* [EXERCISE INSTRUCTIONS] Reproduce in full every line of the material in the stretch from the line containing "Each instance receives one keypoint. Tag the bald" through the end of the material, adding 123 to each x and y coordinate given as a point answer. Omit the pictures from your response.

Stored items from a collection:
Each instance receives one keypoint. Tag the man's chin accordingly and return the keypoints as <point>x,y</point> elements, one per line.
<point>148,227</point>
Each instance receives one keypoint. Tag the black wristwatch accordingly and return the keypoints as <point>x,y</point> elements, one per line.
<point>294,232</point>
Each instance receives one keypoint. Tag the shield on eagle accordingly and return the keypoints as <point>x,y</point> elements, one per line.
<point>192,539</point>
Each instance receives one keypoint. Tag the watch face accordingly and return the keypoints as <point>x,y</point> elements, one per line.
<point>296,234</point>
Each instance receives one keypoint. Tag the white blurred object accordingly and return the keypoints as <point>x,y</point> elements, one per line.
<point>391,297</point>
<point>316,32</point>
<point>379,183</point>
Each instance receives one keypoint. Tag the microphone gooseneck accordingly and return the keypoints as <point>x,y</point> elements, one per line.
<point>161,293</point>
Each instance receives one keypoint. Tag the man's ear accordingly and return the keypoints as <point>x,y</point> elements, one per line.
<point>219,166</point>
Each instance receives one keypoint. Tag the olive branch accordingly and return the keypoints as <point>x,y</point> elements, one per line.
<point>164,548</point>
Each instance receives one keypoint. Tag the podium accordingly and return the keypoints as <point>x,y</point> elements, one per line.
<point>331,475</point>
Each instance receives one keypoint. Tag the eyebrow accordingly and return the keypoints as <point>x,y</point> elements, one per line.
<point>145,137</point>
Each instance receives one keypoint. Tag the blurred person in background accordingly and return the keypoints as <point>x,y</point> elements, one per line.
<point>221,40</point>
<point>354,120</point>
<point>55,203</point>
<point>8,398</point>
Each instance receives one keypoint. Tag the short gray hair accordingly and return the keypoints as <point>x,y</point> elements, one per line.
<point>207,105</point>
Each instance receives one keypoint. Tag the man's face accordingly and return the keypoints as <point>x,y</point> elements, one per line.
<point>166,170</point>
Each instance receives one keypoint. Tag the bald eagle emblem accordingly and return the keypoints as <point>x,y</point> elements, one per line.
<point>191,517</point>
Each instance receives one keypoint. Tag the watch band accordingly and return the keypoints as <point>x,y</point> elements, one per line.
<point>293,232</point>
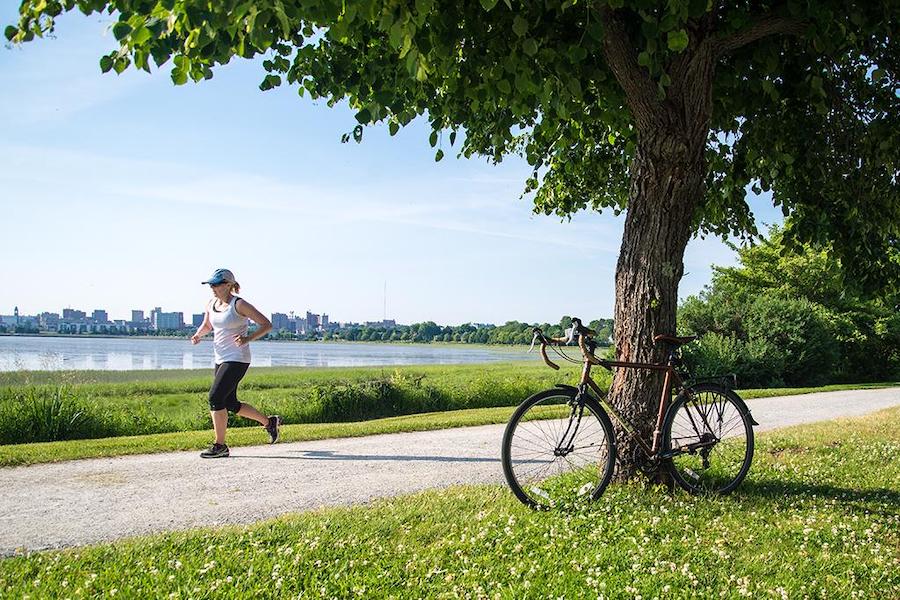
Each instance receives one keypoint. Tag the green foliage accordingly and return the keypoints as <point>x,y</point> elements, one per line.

* [FINISHED TASK]
Each instance receives one keypoint. Tag the bald eagle emblem accordingly and return the keypoints as <point>x,y</point> elements, one per line.
<point>314,640</point>
Each instance receives one keypoint. Tag the watch band accordingly and return the keypoints as <point>x,y</point> elements, one per line.
<point>416,355</point>
Each instance receives one keypoint. Tag the green foliage accordingly and return the keypoints as <point>x,y</point> elements, one per line.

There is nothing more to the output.